## INSTRUCTIONS FOR THE TASK:
Each line of the material must be returned exactly.

Start of DATA

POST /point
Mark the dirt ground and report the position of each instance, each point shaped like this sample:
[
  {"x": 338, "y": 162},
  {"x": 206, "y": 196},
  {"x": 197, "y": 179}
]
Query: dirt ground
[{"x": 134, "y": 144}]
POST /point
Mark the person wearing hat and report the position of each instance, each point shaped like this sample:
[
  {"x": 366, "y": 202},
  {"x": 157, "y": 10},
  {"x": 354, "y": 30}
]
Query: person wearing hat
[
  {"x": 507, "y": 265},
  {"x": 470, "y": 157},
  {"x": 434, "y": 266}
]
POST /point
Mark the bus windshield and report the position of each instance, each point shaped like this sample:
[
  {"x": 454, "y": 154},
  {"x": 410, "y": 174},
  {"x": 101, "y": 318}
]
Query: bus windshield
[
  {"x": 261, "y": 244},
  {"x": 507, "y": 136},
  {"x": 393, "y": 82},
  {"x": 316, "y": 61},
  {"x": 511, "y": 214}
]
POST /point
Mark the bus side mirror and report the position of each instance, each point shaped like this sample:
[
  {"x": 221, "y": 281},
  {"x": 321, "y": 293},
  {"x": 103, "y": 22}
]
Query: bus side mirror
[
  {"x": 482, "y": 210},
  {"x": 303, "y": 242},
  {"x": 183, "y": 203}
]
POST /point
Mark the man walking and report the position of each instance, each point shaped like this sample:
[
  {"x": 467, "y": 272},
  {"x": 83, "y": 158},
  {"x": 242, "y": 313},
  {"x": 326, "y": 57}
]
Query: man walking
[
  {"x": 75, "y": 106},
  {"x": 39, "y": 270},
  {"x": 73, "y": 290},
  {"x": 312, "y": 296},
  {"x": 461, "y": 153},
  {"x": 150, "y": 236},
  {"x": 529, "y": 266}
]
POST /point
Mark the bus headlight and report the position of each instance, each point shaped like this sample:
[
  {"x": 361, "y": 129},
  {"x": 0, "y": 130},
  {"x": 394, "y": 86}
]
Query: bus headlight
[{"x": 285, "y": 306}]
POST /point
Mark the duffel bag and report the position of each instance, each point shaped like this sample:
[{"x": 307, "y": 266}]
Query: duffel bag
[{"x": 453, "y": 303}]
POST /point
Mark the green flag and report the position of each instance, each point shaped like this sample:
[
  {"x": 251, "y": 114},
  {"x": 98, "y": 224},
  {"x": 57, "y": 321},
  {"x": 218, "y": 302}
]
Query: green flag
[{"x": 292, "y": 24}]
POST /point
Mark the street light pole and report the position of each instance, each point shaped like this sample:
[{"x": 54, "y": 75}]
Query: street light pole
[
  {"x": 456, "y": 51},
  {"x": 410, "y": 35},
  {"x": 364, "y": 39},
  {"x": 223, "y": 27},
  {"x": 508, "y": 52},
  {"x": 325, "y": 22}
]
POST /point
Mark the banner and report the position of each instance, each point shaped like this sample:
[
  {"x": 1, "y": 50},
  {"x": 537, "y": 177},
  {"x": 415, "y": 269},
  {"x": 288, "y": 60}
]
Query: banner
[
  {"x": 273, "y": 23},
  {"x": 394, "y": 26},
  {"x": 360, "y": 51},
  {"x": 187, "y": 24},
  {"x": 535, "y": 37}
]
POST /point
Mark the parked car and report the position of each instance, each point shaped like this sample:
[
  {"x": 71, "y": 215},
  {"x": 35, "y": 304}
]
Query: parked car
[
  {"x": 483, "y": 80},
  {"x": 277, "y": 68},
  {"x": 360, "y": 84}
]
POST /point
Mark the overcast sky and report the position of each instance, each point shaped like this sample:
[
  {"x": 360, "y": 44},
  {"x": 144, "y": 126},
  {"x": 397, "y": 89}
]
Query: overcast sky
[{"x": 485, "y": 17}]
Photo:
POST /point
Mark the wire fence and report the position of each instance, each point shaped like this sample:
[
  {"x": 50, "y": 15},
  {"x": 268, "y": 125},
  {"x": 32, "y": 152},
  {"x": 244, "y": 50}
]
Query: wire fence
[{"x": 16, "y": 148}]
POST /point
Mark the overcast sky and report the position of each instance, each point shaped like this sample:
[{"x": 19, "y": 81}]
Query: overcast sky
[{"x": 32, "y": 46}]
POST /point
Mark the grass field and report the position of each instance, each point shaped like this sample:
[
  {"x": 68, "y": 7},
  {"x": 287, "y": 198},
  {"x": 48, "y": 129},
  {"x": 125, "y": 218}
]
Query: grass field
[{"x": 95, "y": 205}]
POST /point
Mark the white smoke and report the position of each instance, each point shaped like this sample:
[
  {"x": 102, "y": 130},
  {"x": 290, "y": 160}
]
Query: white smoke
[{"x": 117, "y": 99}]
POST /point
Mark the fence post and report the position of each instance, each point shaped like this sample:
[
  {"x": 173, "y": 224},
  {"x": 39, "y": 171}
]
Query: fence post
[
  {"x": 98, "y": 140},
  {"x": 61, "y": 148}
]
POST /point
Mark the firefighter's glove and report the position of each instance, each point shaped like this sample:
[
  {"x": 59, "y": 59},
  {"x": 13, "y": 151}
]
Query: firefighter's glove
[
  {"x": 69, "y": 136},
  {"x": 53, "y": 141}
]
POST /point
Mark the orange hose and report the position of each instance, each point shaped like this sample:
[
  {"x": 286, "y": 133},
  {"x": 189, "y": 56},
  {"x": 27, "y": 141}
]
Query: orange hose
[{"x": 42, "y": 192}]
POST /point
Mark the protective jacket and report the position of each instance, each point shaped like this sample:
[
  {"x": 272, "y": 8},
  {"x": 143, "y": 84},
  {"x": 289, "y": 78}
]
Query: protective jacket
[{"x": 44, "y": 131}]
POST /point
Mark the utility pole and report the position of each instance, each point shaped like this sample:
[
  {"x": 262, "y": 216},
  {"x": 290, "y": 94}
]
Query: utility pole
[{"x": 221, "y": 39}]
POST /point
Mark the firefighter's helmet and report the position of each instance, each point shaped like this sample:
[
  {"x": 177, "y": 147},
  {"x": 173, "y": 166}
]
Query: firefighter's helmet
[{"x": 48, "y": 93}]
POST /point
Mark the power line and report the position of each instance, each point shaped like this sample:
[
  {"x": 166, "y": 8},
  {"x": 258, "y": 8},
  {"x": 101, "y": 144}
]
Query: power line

End of DATA

## RESULT FOR THIS EXERCISE:
POST /point
Mark the dirt ground and report the position of each instance, each point shaped like this sample:
[
  {"x": 338, "y": 162},
  {"x": 206, "y": 196},
  {"x": 197, "y": 179}
]
Query: dirt ground
[{"x": 134, "y": 144}]
POST /point
Mark the person wearing hat and report the position of each instance, each point shaped like this sample:
[
  {"x": 366, "y": 202},
  {"x": 157, "y": 10},
  {"x": 354, "y": 30}
]
Query: person wearing hat
[
  {"x": 507, "y": 265},
  {"x": 470, "y": 157},
  {"x": 434, "y": 266}
]
POST /point
Mark the bus windshield and report the position of each instance, each point shaped like this sample:
[
  {"x": 454, "y": 154},
  {"x": 410, "y": 174},
  {"x": 101, "y": 318}
]
Query: bus windshield
[
  {"x": 261, "y": 244},
  {"x": 507, "y": 136},
  {"x": 393, "y": 82},
  {"x": 316, "y": 61},
  {"x": 511, "y": 214}
]
POST /point
Mark the bus side mirror and report the position of each instance, each point shaped like this sample:
[
  {"x": 221, "y": 281},
  {"x": 321, "y": 293},
  {"x": 103, "y": 22}
]
Query: bus side mirror
[
  {"x": 482, "y": 210},
  {"x": 303, "y": 242},
  {"x": 183, "y": 203}
]
POST /point
Mark the man walking and report the position of each instance, each point shaped like this sample:
[
  {"x": 467, "y": 272},
  {"x": 83, "y": 158},
  {"x": 242, "y": 313},
  {"x": 326, "y": 57}
]
Query: man walking
[
  {"x": 75, "y": 106},
  {"x": 39, "y": 270},
  {"x": 73, "y": 290},
  {"x": 312, "y": 296},
  {"x": 461, "y": 153},
  {"x": 150, "y": 236},
  {"x": 529, "y": 266}
]
POST /point
Mark the bus headlight and report the position of each instance, each point shaped like this sample:
[
  {"x": 361, "y": 129},
  {"x": 0, "y": 130},
  {"x": 394, "y": 86}
]
Query: bus headlight
[{"x": 285, "y": 306}]
POST /point
Mark the duffel bag and report the position of each instance, each point shaped like this sample:
[{"x": 307, "y": 266}]
Query: duffel bag
[{"x": 453, "y": 303}]
POST /point
Mark the green flag and report the position of each instance, each point shaped like this sample:
[
  {"x": 251, "y": 114},
  {"x": 98, "y": 224},
  {"x": 57, "y": 321},
  {"x": 218, "y": 302}
]
Query: green flag
[{"x": 292, "y": 24}]
POST /point
Mark the street light pole and report the position of each instance, each point shaped like this sample:
[{"x": 54, "y": 75}]
Query: street light pole
[
  {"x": 456, "y": 51},
  {"x": 410, "y": 35},
  {"x": 364, "y": 39},
  {"x": 223, "y": 27},
  {"x": 508, "y": 52},
  {"x": 325, "y": 22}
]
POST /point
Mark the banner and report the position of each instance, each point shaped like this sample:
[
  {"x": 1, "y": 50},
  {"x": 537, "y": 177},
  {"x": 415, "y": 269},
  {"x": 288, "y": 60}
]
Query: banner
[
  {"x": 273, "y": 23},
  {"x": 394, "y": 26},
  {"x": 360, "y": 51},
  {"x": 187, "y": 24},
  {"x": 535, "y": 37}
]
POST /point
Mark the parked car and report the position of each instance, each point shaped like this sample:
[
  {"x": 71, "y": 215},
  {"x": 35, "y": 304}
]
Query: parked car
[
  {"x": 483, "y": 80},
  {"x": 277, "y": 68},
  {"x": 360, "y": 84}
]
POST /point
Mark the overcast sky and report the position of each instance, each point shaped like this sample:
[
  {"x": 360, "y": 44},
  {"x": 144, "y": 126},
  {"x": 397, "y": 89}
]
Query: overcast sky
[{"x": 485, "y": 17}]
Photo:
POST /point
Mark the wire fence and report the position of each instance, each point shaped like this sample:
[
  {"x": 50, "y": 15},
  {"x": 268, "y": 125},
  {"x": 32, "y": 152},
  {"x": 244, "y": 50}
]
Query: wire fence
[{"x": 16, "y": 148}]
POST /point
Mark the overcast sky and report the position of each instance, each point shaped like this sample:
[{"x": 19, "y": 81}]
Query: overcast sky
[{"x": 32, "y": 46}]
POST /point
Mark the grass field and report the position of each instance, each point shaped like this sample:
[
  {"x": 68, "y": 7},
  {"x": 287, "y": 198},
  {"x": 48, "y": 129},
  {"x": 125, "y": 218}
]
Query: grass field
[{"x": 95, "y": 205}]
POST /point
Mark the white smoke and report the position of each instance, each point shaped like this sample:
[
  {"x": 102, "y": 130},
  {"x": 290, "y": 160}
]
Query: white smoke
[{"x": 117, "y": 99}]
POST /point
Mark the fence post and report the position of each instance, each point shaped like this sample:
[
  {"x": 173, "y": 224},
  {"x": 39, "y": 171}
]
Query: fence post
[
  {"x": 98, "y": 140},
  {"x": 61, "y": 148}
]
POST /point
Mark the firefighter's glove and report the position of each instance, each point shaped like this sample:
[
  {"x": 59, "y": 59},
  {"x": 13, "y": 151}
]
Query: firefighter's glove
[
  {"x": 69, "y": 136},
  {"x": 53, "y": 141}
]
POST /point
Mark the orange hose and report the position of each instance, each point shaped like this sample:
[
  {"x": 286, "y": 133},
  {"x": 189, "y": 56},
  {"x": 27, "y": 141}
]
Query: orange hose
[{"x": 42, "y": 192}]
POST /point
Mark the protective jacket and report the position of each instance, each point shaped like this sample:
[
  {"x": 272, "y": 8},
  {"x": 143, "y": 84},
  {"x": 289, "y": 78}
]
Query: protective jacket
[{"x": 44, "y": 131}]
POST /point
Mark the utility pole and report the position of each instance, each point shaped like this sample:
[
  {"x": 262, "y": 216},
  {"x": 290, "y": 94}
]
Query: utility pole
[{"x": 221, "y": 39}]
POST /point
Mark the firefighter's helmet and report the position of each instance, each point shaped like this sample:
[
  {"x": 177, "y": 147},
  {"x": 173, "y": 166}
]
Query: firefighter's helmet
[{"x": 48, "y": 93}]
POST /point
Mark the power line and report the position of each instance, each point shaped like this sample:
[
  {"x": 166, "y": 8},
  {"x": 258, "y": 8},
  {"x": 101, "y": 144}
]
Query: power line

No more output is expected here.